(Oak Bay Police/Twitter)

Oak Bay Police were busy last week responding to over 60 calls of reported crime. 

There were three notable incidents police dealt with, including a bizarre break-in, a speeder going over 100 km/h over the speed limit and a scammer trying to get money by claiming to be a BC Hydro employee. 

Breaking and entering

Early in the week, on Monday, January 9th, at around 3:30 p.m. police attended a home for a report of breaking and entering.

The home was located in the 1000-block of Beach Drive and had previously reported a break and enter on December 28th, not even a month prior to this incident.

In the December break and enter, police say that several items were stolen from the Beach Drive home. The report made on January 9th was similar to the initial incident, but a little bit different as well.

This time, the complainant told police that several items in the house were moved in a manner that made them think the thief was going to be coming back for the items later.

Oak Bay Police surveilled the residence overnight to try to catch the thief in the act.

Overnight, a pickup truck with a cargo trailer parked across the street from the house, and police say that its owner has a history of property crime.

According to police, around 5 a.m., officers saw their suspect who was the truck’s owner walk away from the residence, enter the truck and drive away. 

Police followed and arrested the 54-year-old man for possession of property obtained by crime. He was taken into custody and given a court date later in January. 

Excessive speeding

On Friday, January 30th, at around 1:15 a.m. a police officer was conducting a traffic stop on Foul Bay Road near Newton Street when they saw a vehicle travelling at excessive speeds down the hill.

Police say the officer was able to use a radar gun to determine its speed and it registered at 128 km/h. The posted speed limit on the road it was travelling on was 50 km/h.

According to police, the vehicle in question was stopped and the 21-year-old man driving was given a $468 ticket for excessive speeding, and his vehicle was impounded for seven days, as per the Motor Vehicle Act.

‘BC Hydro’ scam

Scams have been common across Greater Victoria in recent months and Oak Bay Police are only the latest to deal with the aftermath of one in their community.

At around 4:10 p.m. on Tuesday, January 10th, Oak Bay Police responded to a call of fraud in the 2800-block of Foul Bay Road. 

The complainant who had called the police told them they had received a phone call from someone claiming to work for BC Hydro.

The “employee” told them that their utility bill was unpaid and that they needed to pay immediately or the utilities would be cut off. 

It was specified by this “employee” that the bill must be paid in Bitcoin.

The complainant made an arrangement with this scammer to pay $3,000 in Bitcoin and was scammed out of that money.

THE PROBLEM:
Copy the police report word for word, from "According to police, the" to "Foul Bay Road.", including both ends. Rely only on the police report for this.

EXTRACTED DATA:
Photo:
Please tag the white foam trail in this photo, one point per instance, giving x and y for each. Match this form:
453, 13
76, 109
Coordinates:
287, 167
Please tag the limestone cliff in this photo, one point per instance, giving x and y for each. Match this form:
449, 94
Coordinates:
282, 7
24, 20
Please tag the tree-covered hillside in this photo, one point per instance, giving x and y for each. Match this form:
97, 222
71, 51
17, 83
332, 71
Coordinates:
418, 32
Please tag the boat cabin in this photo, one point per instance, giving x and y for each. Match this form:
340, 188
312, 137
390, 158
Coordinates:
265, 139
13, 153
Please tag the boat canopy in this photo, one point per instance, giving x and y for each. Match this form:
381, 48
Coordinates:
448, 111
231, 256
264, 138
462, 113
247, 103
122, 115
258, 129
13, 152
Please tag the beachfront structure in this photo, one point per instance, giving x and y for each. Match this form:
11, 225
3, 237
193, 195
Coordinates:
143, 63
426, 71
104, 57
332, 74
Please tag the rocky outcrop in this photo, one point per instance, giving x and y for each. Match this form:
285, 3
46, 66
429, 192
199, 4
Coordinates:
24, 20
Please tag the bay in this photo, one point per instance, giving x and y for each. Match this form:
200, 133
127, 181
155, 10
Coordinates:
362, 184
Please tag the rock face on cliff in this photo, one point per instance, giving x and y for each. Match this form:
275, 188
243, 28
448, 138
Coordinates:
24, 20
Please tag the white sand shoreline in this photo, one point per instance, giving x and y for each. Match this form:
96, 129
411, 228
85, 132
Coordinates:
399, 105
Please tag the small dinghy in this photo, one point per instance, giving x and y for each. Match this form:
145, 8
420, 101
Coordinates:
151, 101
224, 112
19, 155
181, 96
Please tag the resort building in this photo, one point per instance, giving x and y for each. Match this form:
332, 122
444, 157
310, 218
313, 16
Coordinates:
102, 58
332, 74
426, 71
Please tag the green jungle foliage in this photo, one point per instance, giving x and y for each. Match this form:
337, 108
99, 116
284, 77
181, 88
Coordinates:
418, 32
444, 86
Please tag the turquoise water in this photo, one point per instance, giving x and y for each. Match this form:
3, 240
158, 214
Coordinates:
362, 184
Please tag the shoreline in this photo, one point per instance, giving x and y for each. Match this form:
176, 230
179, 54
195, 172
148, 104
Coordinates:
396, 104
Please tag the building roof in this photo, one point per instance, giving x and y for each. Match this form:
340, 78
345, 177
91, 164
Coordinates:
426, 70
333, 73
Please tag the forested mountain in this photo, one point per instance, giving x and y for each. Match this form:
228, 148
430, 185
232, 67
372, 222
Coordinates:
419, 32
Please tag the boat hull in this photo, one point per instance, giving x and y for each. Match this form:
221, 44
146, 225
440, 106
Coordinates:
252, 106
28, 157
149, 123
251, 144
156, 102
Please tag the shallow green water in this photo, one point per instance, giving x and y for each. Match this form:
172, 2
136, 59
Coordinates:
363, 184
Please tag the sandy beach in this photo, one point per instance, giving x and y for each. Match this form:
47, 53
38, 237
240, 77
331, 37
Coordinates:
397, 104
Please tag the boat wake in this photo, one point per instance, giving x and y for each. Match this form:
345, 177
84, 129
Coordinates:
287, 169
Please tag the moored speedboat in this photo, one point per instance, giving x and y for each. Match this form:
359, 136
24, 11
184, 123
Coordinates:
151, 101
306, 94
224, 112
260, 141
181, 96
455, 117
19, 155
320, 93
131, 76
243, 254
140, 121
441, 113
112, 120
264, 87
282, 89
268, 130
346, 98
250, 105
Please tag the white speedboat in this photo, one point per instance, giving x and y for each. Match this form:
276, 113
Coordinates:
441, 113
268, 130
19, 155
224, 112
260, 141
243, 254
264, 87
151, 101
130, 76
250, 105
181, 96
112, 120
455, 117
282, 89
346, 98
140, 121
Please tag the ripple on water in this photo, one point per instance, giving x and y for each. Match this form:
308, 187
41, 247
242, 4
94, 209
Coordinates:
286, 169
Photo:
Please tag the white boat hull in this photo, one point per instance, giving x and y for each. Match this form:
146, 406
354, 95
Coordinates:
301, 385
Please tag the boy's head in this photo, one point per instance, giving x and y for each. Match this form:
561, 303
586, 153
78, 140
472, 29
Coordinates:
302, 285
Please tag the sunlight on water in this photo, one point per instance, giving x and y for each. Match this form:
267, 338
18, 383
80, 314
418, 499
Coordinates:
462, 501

...

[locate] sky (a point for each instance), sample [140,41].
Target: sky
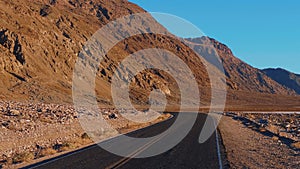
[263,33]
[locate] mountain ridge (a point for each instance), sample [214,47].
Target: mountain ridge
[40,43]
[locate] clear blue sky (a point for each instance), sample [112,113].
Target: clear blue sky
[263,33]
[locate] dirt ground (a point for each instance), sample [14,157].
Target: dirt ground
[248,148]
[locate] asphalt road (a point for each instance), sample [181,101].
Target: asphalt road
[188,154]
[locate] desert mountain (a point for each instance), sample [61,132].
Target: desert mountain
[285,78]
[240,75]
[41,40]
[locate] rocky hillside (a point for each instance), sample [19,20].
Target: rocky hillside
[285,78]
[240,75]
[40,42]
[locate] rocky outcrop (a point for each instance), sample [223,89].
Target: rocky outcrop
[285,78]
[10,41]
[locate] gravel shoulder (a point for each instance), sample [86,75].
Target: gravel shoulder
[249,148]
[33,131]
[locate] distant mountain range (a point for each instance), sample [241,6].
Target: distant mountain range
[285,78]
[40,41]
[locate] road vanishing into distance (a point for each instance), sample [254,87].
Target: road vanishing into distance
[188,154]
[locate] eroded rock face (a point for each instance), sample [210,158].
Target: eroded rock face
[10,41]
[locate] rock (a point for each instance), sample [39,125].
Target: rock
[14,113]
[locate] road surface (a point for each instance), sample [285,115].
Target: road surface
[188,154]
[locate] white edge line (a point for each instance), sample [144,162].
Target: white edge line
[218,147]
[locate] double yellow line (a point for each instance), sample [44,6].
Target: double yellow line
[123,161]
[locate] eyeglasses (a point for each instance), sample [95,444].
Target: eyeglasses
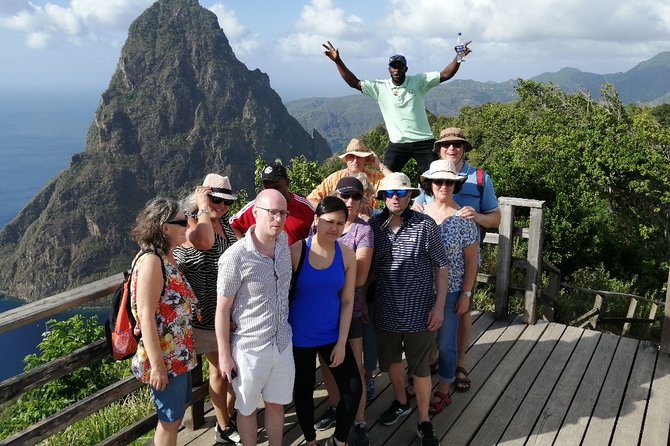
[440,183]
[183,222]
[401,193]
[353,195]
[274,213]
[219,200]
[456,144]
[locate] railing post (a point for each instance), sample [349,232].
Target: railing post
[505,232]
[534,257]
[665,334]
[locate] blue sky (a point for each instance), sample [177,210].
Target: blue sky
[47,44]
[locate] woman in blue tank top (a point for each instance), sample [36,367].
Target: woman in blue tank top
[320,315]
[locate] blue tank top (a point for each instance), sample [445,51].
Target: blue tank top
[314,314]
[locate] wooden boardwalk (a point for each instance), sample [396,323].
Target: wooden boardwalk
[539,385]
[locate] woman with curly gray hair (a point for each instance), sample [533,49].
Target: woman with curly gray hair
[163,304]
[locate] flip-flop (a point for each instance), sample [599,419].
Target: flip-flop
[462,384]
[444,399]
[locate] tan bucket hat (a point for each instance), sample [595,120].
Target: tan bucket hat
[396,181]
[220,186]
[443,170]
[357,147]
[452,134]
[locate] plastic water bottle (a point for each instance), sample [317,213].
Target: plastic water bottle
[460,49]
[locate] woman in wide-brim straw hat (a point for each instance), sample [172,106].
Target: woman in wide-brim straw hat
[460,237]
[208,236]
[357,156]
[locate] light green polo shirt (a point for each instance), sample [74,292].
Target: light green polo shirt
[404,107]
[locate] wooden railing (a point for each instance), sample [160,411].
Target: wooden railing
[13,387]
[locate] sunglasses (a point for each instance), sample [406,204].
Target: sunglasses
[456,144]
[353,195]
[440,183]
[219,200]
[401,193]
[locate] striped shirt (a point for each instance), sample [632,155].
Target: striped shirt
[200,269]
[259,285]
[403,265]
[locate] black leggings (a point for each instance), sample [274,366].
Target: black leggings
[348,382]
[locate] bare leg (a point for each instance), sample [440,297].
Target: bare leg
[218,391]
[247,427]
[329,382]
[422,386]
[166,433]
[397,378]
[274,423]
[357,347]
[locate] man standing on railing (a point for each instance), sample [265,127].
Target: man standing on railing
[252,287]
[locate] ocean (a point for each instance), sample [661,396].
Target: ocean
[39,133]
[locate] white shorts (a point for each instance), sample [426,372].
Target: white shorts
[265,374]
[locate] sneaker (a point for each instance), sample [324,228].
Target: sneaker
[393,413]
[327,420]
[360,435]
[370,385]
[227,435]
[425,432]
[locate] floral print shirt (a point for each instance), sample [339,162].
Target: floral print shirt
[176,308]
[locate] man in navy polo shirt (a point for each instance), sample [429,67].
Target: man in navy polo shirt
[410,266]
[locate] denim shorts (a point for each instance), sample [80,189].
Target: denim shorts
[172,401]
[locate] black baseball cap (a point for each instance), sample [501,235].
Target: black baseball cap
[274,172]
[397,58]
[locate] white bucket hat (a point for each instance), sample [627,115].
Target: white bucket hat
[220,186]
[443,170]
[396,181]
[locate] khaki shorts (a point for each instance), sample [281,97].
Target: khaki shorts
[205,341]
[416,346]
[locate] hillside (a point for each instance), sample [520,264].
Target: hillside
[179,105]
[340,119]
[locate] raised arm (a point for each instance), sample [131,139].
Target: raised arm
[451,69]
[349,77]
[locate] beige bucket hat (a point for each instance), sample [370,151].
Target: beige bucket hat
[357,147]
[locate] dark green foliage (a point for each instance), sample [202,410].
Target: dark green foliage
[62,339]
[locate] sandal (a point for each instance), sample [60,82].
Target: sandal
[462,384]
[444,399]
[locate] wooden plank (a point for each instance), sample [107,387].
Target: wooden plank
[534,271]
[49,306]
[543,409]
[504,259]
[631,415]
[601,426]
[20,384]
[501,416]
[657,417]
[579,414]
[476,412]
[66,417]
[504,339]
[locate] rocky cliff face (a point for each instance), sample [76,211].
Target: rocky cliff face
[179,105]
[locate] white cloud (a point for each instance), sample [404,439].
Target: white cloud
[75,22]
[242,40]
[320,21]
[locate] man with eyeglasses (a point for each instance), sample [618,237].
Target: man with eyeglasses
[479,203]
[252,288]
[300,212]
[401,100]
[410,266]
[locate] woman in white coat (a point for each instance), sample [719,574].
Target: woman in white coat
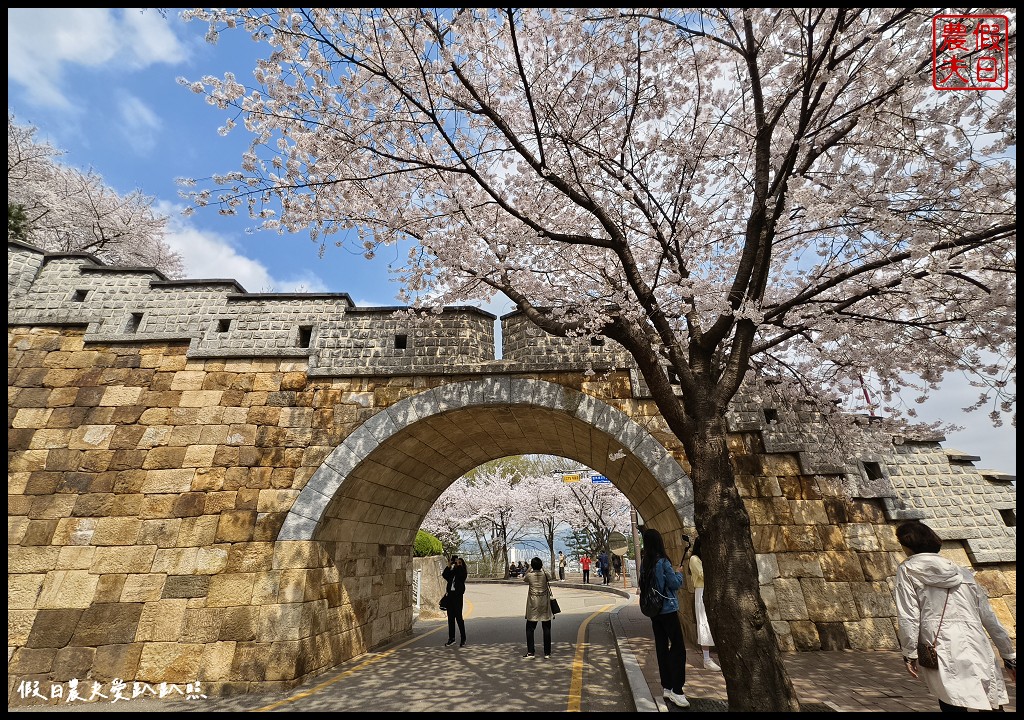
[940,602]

EXERCISE RESULT:
According to police, the vehicle in question was stopped and the 21-year-old man driving was given a $468 ticket for excessive speeding, and his vehicle was impounded for seven days, as per the Motor Vehicle Act.

‘BC Hydro’ scam

Scams have been common across Greater Victoria in recent months and Oak Bay Police are only the latest to deal with the aftermath of one in their community.

At around 4:10 p.m. on Tuesday, January 10th, Oak Bay Police responded to a call of fraud in the 2800-block of Foul Bay Road.